··· Material for the task ···

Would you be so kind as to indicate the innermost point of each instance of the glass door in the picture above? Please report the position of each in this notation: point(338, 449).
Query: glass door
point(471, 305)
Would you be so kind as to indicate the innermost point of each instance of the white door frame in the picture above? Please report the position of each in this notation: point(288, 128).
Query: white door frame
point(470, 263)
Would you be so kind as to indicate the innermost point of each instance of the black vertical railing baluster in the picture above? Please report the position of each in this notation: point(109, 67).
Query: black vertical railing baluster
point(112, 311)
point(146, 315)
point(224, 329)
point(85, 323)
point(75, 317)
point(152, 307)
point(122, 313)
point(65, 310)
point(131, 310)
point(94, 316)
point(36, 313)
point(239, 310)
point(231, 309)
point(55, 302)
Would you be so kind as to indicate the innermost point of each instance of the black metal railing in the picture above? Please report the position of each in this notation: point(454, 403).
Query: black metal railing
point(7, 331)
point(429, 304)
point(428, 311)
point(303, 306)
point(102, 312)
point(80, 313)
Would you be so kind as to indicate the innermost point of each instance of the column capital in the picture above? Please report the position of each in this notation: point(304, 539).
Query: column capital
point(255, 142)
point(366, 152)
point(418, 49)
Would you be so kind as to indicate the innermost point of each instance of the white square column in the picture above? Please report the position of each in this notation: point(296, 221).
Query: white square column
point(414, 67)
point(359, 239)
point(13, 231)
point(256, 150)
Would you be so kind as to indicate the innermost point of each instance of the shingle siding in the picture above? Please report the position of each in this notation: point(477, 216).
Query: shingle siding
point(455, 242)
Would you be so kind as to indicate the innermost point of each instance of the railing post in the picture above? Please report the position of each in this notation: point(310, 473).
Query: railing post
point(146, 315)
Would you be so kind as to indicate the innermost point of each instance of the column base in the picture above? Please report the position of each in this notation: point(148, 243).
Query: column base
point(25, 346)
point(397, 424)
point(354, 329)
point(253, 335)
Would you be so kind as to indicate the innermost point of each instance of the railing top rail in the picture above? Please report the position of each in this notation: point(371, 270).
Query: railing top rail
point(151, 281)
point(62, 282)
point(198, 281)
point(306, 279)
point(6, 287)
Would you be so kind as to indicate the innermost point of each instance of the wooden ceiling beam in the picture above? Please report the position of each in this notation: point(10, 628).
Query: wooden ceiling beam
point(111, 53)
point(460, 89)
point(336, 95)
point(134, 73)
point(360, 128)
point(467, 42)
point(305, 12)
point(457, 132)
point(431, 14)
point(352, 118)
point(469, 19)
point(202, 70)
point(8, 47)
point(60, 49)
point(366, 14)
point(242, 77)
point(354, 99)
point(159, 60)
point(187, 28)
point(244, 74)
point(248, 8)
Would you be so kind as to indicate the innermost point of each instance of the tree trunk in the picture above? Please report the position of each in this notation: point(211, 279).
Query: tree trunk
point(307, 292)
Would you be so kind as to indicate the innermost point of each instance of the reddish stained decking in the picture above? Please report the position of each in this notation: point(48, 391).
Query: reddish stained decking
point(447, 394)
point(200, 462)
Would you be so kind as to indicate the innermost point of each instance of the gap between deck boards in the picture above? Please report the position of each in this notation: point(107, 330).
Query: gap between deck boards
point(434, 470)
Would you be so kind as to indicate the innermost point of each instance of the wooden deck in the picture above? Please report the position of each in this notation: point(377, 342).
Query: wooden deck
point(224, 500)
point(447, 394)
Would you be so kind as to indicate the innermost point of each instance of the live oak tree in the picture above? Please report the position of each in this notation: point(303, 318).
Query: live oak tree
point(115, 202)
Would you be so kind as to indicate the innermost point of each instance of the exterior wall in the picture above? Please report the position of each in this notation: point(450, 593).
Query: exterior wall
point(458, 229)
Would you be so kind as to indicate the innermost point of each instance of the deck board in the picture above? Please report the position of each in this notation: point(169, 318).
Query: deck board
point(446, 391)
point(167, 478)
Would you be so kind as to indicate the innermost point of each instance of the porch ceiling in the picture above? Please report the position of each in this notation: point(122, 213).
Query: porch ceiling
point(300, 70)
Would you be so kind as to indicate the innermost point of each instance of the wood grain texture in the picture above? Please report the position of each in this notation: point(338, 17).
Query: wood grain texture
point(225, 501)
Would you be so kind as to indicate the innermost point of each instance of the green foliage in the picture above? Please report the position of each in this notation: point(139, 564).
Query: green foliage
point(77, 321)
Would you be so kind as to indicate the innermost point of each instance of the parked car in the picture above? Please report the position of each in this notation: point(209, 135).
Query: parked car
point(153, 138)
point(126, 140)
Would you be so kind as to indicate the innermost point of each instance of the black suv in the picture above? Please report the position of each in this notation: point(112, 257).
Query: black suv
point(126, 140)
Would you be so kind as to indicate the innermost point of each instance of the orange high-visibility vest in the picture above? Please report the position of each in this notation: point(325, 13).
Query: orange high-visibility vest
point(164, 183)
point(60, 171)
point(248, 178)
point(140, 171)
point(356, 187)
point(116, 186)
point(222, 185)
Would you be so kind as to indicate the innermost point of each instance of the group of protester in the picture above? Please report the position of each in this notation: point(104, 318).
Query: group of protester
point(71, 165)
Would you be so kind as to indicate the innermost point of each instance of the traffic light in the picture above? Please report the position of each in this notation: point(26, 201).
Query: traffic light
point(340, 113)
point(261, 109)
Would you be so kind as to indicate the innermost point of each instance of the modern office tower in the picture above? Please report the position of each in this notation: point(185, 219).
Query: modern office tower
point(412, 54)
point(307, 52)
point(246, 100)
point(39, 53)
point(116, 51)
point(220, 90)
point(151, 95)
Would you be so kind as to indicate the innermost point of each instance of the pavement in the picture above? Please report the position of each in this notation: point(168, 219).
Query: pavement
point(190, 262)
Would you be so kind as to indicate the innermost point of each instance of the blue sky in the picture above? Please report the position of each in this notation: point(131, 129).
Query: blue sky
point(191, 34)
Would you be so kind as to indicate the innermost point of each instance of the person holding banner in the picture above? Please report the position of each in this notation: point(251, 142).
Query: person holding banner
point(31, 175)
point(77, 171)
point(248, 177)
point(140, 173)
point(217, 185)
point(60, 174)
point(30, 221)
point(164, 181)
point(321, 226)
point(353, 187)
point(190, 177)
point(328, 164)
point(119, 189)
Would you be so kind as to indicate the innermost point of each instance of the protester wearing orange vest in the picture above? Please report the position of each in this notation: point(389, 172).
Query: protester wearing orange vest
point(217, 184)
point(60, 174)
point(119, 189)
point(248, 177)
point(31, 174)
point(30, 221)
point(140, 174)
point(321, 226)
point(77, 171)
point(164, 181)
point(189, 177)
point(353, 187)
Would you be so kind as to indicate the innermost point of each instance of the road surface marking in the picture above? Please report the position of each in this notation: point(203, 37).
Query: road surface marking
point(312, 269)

···

Work instruction ::
What you retype should run from the first line of the entries above through the line containing "notation: point(109, 67).", exactly and in full.

Solution for this task ::
Would you be so kind as to indicate the innermost point of each instance of the glass door in the picture above? Please report the position of each in this notation: point(338, 449).
Query: glass door
point(471, 305)
Would you be so kind as to indicate the innermost point of each instance of the white door frame in the picture above? Please report the position of each in this notation: point(288, 128).
Query: white door frame
point(470, 263)
Would you be so kind as to indicate the innermost point of each instance of the black vertical railing baluster in the picture above? Please report the position of each in this notation: point(109, 67).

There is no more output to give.